Exercise inputs:
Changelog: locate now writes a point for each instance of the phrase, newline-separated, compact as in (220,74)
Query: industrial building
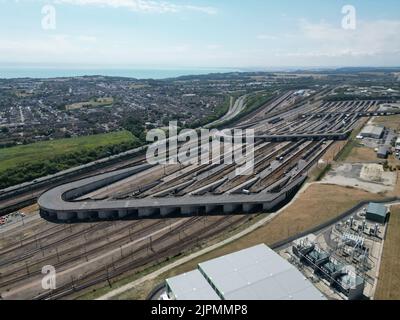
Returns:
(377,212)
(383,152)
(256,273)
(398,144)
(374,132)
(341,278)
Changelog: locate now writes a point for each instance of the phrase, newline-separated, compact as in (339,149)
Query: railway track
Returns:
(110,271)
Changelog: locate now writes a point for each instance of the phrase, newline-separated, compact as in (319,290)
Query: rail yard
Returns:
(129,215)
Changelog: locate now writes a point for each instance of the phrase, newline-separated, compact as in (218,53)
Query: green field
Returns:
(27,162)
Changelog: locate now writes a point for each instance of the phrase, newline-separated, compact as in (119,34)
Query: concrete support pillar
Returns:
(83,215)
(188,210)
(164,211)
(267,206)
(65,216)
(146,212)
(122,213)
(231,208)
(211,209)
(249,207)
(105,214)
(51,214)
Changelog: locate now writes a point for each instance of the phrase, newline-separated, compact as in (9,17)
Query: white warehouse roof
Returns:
---
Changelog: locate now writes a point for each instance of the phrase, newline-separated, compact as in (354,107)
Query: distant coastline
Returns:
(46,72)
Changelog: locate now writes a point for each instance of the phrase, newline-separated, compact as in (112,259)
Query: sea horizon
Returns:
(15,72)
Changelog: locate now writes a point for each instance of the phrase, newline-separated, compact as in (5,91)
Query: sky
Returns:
* * *
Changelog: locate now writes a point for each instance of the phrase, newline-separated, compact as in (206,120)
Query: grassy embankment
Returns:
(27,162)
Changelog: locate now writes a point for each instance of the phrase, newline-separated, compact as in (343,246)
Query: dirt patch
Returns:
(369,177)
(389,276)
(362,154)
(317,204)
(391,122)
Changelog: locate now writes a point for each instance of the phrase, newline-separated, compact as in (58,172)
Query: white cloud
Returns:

Exercise aim: Go through the data and show every line where "Query" occurs.

Problem solution:
Query: industrial building
Query: railway track
Query: rail yard
Query: green field
Query: concrete support pillar
Query: white warehouse roof
Query: distant coastline
Query: sea horizon
Query: sky
Query: grassy embankment
Query: dirt patch
Query: white cloud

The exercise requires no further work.